- Task requirements
1. According to the account of Paddy MacCormack's killing, why did Michael Collins hand some of the Bloody Sunday killings to the Dublin Brigade of the IRA?
2. In the account of Paddy MacCormack's killing, how many people were shot and how many died in the coordinated attacks around Dublin at nine o'clock that morning?
3. Carry on the account of Paddy MacCormack's killing on Bloody Sunday, starting after its final sentence.

- Text provided
────

Then all changed in an instant. A group of men, armed with revolvers and a sledgehammer, burst into MacCormack’s room and shot him five times. In an act of unimaginable brutality the sledgehammer was also used, leaving the victim’s face horribly mutilated. The Irish Field dropped to the ground as the killers made their escape.

Killers can be seamlessly transformed to patriots, and once that hallowed status is achieved the process is rarely reversed. And yet, the brutal nature of the killing of Paddy MacCormack displayed a level of butchery that transcended even the vicious wartime rules.

Paddy MacCormack had found himself innocently embroiled in one of the darkest episodes in Irish history.

Croke Park

Bloody Sunday will forever be associated with the slaughter of innocents by the infamous ‘Black and Tans’ at the Dublin-Tipperary match in Croke Park. The catalysts for that atrocity were the equally violent episodes earlier that day.

Michael Collins masterminded a plan to kill up to 35 British officers, mainly those involved in spying. When coordinated attacks took place at various locations around Dublin at nine o’clock that morning, 19 were shot, leaving 15 dead.

Paddy McCormack was most unfortunate to be included among the victims. Although he had been demobilised from the British Army a year previously, he signed the register in the Gresham Hotel as ‘Captain P.F. MacCormack’, and at a time of such heightened sensitivities that might well have been his fatal mistake.

Also, due to the scale of his planned operation, Michael Collins did not have sufficient manpower from his own ranks, so he sub-contracted some of the killings to the Dublin Brigade of the IRA. Unlike Collins’ men, the Dublin Brigade had no experience of intelligence work and they simply added names to the original list of targets.

We may never know exactly why Paddy MacCormack was targeted that day, but perhaps the fact that he was seen frequently coming to and from Dublin Castle worked against him.

Dublin Castle was the centre of British Intelligence, but it also housed various government offices. It seems entirely plausible that Paddy MacCormack was there to deal with the copious paperwork associated with his travel plans to Egypt.

────

- Records shown
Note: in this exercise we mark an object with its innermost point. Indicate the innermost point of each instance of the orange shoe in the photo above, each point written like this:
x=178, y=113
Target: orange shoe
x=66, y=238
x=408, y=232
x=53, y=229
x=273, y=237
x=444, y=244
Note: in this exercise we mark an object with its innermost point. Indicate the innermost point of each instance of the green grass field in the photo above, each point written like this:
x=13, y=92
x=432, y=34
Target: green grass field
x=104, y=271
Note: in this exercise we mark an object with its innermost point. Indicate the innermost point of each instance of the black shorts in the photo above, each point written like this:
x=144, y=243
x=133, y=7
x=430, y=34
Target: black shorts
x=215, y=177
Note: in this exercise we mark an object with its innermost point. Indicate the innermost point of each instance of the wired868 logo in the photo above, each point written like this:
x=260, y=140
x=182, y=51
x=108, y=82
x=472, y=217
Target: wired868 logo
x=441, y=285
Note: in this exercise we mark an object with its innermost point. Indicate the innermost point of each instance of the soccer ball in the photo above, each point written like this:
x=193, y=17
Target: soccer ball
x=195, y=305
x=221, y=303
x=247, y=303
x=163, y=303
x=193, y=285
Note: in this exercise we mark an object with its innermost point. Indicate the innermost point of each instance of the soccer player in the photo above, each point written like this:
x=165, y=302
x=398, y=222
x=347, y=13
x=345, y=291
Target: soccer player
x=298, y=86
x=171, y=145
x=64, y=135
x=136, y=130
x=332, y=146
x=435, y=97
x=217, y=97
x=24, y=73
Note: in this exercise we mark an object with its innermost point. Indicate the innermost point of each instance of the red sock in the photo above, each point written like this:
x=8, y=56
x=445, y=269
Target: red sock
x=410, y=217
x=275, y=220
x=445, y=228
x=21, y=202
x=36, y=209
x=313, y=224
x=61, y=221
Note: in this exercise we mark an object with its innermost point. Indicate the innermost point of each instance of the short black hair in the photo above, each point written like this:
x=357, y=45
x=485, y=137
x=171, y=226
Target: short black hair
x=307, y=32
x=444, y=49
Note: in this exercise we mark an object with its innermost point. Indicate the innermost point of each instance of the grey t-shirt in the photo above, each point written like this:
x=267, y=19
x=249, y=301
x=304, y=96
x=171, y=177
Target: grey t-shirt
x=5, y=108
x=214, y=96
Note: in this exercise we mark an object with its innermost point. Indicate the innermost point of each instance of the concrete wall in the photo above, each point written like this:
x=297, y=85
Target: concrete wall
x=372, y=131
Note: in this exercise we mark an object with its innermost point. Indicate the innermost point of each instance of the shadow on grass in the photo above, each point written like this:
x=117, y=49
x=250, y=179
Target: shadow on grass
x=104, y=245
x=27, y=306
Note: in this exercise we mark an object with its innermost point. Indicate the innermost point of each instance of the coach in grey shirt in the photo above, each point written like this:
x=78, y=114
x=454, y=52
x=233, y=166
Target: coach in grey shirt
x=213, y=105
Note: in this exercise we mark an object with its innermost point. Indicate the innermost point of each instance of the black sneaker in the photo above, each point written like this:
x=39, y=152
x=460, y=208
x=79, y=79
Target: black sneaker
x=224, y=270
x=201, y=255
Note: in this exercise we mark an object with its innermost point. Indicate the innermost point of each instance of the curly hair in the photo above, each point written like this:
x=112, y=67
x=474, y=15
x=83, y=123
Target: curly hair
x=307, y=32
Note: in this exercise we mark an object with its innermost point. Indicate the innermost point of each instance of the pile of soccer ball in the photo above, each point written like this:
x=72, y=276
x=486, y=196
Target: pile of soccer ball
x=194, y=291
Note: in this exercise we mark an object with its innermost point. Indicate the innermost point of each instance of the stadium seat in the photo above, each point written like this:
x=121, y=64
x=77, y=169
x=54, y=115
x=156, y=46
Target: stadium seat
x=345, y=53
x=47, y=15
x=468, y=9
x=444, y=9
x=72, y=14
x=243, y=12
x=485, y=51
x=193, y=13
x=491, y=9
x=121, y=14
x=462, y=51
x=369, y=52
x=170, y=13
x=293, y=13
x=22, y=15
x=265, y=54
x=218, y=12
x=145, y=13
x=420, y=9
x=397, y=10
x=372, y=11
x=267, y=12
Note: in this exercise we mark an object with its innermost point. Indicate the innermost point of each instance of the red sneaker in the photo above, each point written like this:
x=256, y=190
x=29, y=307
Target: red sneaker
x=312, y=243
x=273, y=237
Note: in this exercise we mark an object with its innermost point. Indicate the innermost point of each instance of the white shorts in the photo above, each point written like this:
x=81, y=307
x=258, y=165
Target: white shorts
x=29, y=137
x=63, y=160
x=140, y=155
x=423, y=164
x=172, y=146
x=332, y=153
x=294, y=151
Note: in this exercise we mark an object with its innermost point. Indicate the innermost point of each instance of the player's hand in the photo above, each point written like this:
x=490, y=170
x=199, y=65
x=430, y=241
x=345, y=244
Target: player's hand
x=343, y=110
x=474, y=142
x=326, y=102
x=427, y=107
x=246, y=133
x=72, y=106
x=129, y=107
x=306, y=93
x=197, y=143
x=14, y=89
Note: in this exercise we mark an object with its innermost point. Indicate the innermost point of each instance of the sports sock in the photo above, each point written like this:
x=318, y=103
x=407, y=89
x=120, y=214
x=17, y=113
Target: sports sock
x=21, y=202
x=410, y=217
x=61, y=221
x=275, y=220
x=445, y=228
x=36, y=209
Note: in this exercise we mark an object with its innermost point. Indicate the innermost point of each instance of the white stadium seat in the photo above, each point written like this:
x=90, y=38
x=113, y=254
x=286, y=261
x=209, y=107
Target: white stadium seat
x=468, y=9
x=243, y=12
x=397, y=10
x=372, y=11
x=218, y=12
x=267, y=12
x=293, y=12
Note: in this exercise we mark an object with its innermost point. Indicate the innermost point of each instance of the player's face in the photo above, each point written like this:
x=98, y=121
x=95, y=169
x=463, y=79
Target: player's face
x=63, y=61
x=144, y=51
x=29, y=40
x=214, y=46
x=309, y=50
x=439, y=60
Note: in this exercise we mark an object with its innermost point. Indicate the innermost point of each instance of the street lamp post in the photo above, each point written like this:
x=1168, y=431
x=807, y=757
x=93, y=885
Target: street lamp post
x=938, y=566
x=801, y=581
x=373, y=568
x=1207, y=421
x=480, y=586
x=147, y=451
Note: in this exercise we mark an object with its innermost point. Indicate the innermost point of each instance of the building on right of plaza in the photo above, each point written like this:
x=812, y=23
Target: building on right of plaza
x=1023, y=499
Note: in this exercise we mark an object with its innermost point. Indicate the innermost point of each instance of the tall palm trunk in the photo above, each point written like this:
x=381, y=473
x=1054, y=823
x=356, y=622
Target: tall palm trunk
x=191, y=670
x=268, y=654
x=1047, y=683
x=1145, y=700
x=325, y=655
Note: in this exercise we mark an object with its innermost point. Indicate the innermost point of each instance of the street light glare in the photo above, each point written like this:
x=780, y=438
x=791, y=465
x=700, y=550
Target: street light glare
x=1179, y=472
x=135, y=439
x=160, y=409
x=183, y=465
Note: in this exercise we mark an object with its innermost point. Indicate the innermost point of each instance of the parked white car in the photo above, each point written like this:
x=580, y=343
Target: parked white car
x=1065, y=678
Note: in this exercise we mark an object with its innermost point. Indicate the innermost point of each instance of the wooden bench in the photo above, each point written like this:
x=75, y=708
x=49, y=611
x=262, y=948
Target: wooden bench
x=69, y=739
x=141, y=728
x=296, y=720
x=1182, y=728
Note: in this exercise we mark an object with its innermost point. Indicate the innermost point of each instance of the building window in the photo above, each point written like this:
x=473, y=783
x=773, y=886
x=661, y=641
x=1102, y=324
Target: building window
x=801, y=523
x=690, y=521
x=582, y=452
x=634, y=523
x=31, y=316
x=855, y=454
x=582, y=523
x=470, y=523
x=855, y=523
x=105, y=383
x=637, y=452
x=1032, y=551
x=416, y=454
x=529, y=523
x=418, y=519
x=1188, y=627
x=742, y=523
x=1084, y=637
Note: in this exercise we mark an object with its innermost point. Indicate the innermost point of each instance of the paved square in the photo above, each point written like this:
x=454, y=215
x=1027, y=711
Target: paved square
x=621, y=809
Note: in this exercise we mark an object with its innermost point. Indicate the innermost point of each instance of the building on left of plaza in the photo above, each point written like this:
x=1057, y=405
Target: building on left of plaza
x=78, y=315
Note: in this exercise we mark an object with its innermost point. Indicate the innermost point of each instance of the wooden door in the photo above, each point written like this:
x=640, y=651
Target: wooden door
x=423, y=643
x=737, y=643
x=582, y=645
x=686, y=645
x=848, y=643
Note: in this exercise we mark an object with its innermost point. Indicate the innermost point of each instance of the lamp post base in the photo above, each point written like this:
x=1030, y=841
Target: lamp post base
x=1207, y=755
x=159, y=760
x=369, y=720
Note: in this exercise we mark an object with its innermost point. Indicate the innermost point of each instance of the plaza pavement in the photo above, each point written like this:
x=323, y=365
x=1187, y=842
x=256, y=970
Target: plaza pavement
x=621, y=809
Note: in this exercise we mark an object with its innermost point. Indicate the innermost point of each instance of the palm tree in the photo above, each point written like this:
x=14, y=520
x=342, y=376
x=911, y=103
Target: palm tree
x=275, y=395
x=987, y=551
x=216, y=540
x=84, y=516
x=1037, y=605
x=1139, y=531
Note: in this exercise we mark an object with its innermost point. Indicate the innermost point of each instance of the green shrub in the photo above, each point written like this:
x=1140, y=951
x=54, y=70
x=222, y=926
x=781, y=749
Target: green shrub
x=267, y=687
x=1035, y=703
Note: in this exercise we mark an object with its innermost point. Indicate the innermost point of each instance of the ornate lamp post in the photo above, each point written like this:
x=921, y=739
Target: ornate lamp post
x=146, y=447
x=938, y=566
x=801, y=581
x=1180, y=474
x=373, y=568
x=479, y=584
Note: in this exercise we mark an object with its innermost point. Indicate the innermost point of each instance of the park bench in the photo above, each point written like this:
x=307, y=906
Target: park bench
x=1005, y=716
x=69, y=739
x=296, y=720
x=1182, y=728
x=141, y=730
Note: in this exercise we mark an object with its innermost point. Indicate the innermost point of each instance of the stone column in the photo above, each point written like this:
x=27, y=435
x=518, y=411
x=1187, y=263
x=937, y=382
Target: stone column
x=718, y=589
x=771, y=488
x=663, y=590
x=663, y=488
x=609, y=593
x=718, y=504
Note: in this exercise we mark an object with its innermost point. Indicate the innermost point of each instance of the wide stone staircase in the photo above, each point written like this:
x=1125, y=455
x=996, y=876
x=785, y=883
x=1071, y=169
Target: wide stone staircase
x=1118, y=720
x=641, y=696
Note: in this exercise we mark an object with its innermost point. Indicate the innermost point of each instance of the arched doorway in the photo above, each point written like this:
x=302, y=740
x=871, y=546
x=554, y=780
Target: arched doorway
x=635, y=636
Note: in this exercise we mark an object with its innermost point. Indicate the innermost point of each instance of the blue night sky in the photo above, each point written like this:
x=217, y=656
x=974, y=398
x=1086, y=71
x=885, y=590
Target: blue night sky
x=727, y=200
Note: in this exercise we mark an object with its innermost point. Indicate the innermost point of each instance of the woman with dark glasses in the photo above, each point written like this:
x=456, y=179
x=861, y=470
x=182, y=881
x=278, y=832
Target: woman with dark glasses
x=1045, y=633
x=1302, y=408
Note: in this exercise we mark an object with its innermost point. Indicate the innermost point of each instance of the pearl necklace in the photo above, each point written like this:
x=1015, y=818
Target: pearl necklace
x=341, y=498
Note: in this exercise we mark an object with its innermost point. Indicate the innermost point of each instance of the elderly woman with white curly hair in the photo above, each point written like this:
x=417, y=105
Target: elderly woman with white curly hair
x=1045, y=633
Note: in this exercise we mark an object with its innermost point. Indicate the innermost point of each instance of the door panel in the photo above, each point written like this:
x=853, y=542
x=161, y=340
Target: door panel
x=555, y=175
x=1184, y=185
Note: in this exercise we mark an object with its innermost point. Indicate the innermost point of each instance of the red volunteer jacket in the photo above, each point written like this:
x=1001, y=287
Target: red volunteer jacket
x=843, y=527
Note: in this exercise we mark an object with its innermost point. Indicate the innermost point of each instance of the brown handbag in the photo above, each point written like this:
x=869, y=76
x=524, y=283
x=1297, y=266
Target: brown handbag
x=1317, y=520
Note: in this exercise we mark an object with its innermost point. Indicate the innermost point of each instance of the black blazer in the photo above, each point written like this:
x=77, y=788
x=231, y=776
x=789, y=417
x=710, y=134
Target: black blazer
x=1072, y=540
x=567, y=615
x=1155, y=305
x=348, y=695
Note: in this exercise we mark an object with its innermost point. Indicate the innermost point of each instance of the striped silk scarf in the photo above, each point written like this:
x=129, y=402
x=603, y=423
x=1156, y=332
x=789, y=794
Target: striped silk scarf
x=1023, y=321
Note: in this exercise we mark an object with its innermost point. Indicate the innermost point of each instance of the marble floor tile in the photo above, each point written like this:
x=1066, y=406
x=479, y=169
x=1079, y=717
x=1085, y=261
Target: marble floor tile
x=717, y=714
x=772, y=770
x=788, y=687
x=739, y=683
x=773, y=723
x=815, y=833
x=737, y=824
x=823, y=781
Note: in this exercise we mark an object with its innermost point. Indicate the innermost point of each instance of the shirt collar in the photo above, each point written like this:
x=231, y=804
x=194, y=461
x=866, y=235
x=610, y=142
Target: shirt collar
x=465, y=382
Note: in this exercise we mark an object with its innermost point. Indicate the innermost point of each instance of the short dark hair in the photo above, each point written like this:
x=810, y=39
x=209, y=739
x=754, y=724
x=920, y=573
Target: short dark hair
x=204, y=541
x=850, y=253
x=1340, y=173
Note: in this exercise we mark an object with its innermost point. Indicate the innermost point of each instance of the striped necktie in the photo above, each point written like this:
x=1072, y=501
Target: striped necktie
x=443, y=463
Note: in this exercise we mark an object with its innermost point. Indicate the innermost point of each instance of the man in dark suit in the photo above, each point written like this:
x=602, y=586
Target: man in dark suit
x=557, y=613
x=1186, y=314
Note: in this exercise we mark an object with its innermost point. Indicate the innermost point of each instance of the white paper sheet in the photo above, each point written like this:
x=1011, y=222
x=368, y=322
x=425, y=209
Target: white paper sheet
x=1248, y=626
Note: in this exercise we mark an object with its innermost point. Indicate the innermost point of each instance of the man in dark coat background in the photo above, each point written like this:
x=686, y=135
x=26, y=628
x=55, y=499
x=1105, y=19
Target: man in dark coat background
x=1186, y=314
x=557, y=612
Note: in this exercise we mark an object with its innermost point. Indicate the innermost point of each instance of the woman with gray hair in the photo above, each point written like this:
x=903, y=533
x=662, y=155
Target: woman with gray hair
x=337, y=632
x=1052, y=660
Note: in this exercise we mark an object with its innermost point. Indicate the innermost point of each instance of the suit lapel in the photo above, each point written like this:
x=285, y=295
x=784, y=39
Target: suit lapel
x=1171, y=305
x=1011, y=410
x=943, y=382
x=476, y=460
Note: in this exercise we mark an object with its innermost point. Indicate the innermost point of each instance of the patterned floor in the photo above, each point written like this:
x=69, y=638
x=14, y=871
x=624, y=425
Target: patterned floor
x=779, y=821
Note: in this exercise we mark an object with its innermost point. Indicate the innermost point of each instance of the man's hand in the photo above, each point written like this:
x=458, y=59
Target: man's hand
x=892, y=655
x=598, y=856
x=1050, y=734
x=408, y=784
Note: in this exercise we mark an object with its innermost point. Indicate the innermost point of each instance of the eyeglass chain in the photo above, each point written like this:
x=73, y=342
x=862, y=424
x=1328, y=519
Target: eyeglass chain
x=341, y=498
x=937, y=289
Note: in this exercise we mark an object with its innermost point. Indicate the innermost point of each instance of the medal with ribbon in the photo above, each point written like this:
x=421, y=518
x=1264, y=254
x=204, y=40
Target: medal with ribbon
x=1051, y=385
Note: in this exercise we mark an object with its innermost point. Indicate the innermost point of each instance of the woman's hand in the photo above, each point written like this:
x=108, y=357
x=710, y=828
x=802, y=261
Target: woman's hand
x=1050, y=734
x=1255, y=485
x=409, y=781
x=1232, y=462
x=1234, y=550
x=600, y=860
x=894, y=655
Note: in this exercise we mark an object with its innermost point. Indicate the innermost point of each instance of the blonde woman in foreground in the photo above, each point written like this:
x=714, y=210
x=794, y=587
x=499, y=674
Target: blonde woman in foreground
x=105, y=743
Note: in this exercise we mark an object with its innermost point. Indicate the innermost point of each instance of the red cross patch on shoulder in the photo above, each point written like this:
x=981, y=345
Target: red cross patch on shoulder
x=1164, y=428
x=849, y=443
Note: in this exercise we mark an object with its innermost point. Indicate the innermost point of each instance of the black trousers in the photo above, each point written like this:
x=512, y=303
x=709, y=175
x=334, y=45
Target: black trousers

────

- Your responses
1. The operation was so large that Collins did not have enough men from his own ranks to carry it out, so he sub-contracted some of the killings to the Dublin Brigade.

2. Nineteen were shot, and 15 of them died.

3.
Great grief

News of Paddy’s death was greeted with great grief and disbelief back in his native Castlebar. He had played a prominent role in the social life of the locality in his youth, and later when he first qualified as a veterinary surgeon. To find him branded “one of the chief English spies” was truly shocking to the townspeople who knew him.

However, it wasn’t long after the tumultuous events of Bloody Sunday that the realisation surfaced that his killing had been a mistake. A couple of years later his mother Kate wrote to Richard Mulcahy, then Minister for Justice, asking if somebody would admit that the killing of her son had been a mistake.

Kate MacCormack was a relative of Michael Davitt and, difficult as it was to come to terms with her son’s killing, his branding as a British spy made her great loss even harder to accept. She claimed that her son was “a good nationalist, albeit not a republican.”

Collins and Mulcahy both accepted Mrs MacCormack’s view and, in a private note to Mulcahy, Collins wrote “we had no evidence that he was a Secret Service agent ... some of the names were put on by the Dublin Brigade. So far as I remember, MacCormack’s name was one of these.”

The Scotchman

Paddy MacCormack’s widow, Mollie, was an O’Connor from Roscommon and her sister, Stella, was engaged to Tommy Burns (‘The Scotchman’) at the time of her husband’s death. Tommy will forever be remembered as part of the great triumvirate of ‘Canty, Burns and Wing’ who dominated the Irish flat jockeys’ scene for much of the early part of the 20th century.

Tommy and Stella had planned a lavish wedding with a reception in the Shelbourne Hotel. However, the dramatic events of Bloody Sunday changed all that and the marriage took place quietly on December 1st, 1920, just nine days after the bride’s brother-in-law was killed.

So, as you settle down to read this week’s The Irish Field, let us spare a thought for Paddy MacCormack, the innocent man who was doing exactly that same thing on this day 100 years ago.